PROMPT: Return each line from the rows below that contains the string "sand", copied in full.

DATA FOR PROCESSING:
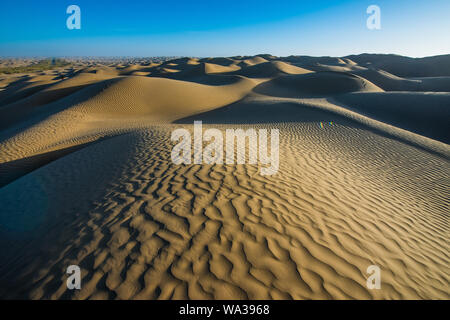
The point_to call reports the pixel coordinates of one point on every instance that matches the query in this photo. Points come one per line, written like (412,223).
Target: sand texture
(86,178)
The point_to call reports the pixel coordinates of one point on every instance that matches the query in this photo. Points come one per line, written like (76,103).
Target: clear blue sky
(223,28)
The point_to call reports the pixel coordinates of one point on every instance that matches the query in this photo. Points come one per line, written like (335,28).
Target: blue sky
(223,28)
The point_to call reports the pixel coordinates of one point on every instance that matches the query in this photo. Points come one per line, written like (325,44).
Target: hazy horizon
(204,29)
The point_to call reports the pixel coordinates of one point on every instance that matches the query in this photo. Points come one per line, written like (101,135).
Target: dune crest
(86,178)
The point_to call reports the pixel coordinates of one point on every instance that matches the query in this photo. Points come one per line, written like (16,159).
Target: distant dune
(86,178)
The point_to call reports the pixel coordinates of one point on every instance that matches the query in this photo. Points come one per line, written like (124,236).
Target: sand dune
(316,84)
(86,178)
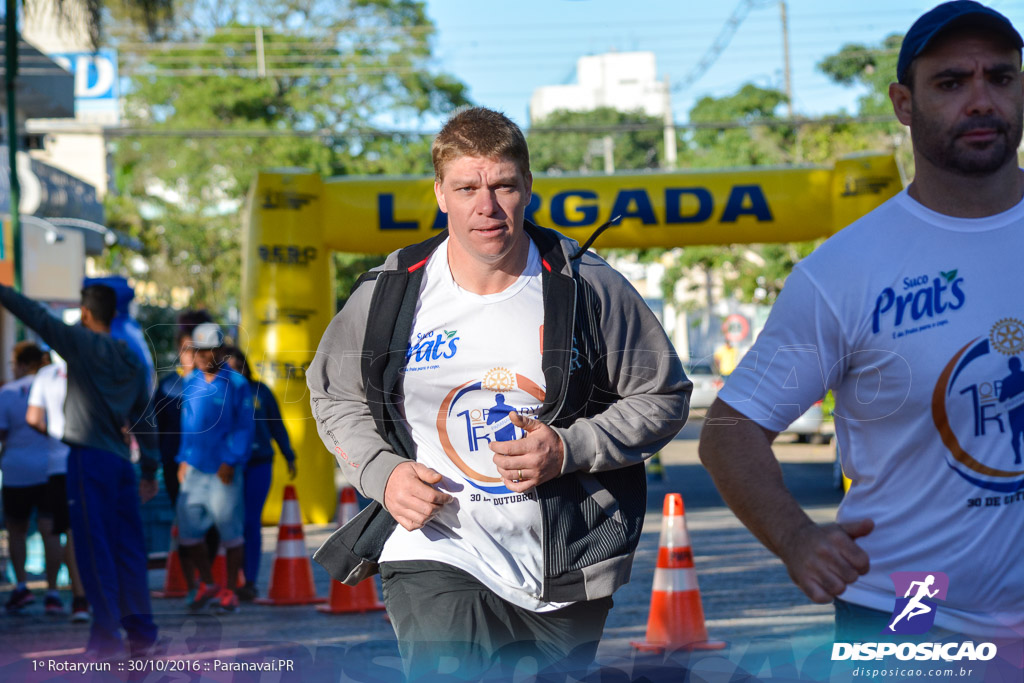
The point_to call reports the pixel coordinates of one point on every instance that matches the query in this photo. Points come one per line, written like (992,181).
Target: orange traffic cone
---
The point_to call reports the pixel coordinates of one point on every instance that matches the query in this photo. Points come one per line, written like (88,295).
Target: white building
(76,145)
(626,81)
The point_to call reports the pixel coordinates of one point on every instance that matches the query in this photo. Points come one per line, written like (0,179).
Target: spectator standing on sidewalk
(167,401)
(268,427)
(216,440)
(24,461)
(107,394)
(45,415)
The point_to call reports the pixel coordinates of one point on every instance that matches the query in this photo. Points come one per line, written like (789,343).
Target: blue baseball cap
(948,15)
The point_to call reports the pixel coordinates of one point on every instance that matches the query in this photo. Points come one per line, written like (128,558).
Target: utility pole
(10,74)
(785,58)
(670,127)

REPLY TO THE EXERCISE:
Target: sand texture
Target: sand dune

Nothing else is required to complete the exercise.